_What needs to be done_.
From start to end, print the entire listing below exactly.

*** Begin section ***

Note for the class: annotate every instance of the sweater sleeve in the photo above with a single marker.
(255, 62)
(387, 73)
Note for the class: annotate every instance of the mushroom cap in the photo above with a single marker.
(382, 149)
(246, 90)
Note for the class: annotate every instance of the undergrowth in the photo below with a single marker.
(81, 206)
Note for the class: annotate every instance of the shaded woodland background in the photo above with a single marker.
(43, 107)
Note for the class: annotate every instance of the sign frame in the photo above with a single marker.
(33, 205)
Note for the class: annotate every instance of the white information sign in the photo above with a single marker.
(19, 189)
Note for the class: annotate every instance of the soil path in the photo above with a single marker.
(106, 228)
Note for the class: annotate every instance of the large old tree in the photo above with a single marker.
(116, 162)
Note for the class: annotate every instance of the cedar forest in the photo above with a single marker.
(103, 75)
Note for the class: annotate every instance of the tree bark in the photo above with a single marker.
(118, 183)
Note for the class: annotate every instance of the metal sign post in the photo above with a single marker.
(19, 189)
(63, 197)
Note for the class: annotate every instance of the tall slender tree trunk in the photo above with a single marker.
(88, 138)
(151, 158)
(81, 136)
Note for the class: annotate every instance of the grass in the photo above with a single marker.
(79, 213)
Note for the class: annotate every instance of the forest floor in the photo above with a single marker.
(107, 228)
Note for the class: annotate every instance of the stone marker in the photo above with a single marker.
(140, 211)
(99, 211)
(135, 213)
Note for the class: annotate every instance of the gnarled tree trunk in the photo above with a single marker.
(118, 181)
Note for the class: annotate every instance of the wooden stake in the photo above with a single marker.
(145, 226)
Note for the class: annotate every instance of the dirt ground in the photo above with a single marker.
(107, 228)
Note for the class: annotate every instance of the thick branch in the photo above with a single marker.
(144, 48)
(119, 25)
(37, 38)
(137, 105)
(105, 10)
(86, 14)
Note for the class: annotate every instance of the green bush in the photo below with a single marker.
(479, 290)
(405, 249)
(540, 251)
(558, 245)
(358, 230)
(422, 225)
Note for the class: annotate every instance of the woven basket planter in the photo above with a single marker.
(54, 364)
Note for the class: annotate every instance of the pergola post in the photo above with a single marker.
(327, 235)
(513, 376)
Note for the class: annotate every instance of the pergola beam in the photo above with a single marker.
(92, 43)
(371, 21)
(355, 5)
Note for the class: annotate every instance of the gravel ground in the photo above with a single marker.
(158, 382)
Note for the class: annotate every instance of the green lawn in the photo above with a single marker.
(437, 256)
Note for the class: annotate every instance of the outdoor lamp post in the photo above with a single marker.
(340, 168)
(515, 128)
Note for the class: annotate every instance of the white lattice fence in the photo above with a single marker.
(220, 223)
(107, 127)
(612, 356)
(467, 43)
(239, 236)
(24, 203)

*** End section ***

_Task response_.
Note for the class: annotate every instance of the sweater sleeve in the photo above with a single marker.
(255, 62)
(387, 73)
Note for the class: annotate every instance of the mushroom cap in the photo above with a single marker.
(382, 149)
(246, 90)
Note for the class: annotate every instance of the undergrowth in the photo below with a single marker.
(81, 206)
Note for the class: annotate every instance of the shaded woodland background in the photo above with a single marker.
(43, 107)
Note for the class: annotate every instance of the sign frame in the photo above with a single marker.
(33, 205)
Note for the class: annotate every instance of the white information sign in the photo above with a single marker.
(19, 189)
Note for the class: annotate every instance of the soil path in the photo above with a single marker.
(106, 228)
Note for the class: annotate every instance of the large old tree in the photo above with a single marker.
(116, 162)
Note for the class: annotate every instance of the cedar forest in the photo above with a single marker.
(103, 75)
Note for the class: annotate every instance of the tree bark in the photo above with a single marker.
(118, 183)
Note for the class: annotate every instance of the metal sign post in the photo above with a single marker.
(19, 189)
(63, 197)
Note for the class: annotate every instance of the tall slender tree trunk in the photo above with a single marker.
(88, 138)
(151, 158)
(81, 136)
Note for the class: annotate every instance of the grass in the photo above with a single marker.
(79, 213)
Note for the class: annotate every instance of the forest floor in the photo above with a single marker.
(107, 228)
Note for the class: annotate every instance of the stone marker in the photo above with a single marker.
(140, 211)
(99, 211)
(135, 213)
Note for the class: annotate every instance of the gnarled tree trunk in the photo above with a single marker.
(118, 181)
Note for the class: annotate every instance of the wooden stake in the photo above with a single marker.
(145, 226)
Note for the class: annotate every instance of the dirt ground in the photo above with a single marker.
(107, 228)
Note for the class: annotate every instance of the thick branch in the photo above with a single marker.
(144, 48)
(119, 25)
(37, 38)
(137, 105)
(105, 10)
(86, 14)
Note for the class: annotate every instance of the green bush in the photo below with a single marker.
(479, 290)
(405, 249)
(540, 251)
(558, 245)
(358, 230)
(422, 225)
Note for the class: annotate every instance of the woven basket planter in the photo above with a single marker.
(54, 364)
Note for the class: annotate every instance of the pergola post in the photo above with a single marker.
(327, 235)
(513, 376)
Note for the class: annotate every instance of the pergola beam in the photo above with a single marker.
(92, 43)
(371, 21)
(355, 5)
Note for the class: annotate every instance of the gravel ground in the photo above with a single marker.
(158, 382)
Note for the class: annotate every instance of the green lawn in the photo above with a single marker.
(437, 256)
Note for the class: annotate every instance of the outdoor lamp post in the photo above with a single marker.
(340, 168)
(515, 128)
Note for the class: annotate every instance of the white lattice fence in the photo above with a single marker.
(220, 223)
(107, 127)
(612, 356)
(467, 43)
(239, 236)
(24, 203)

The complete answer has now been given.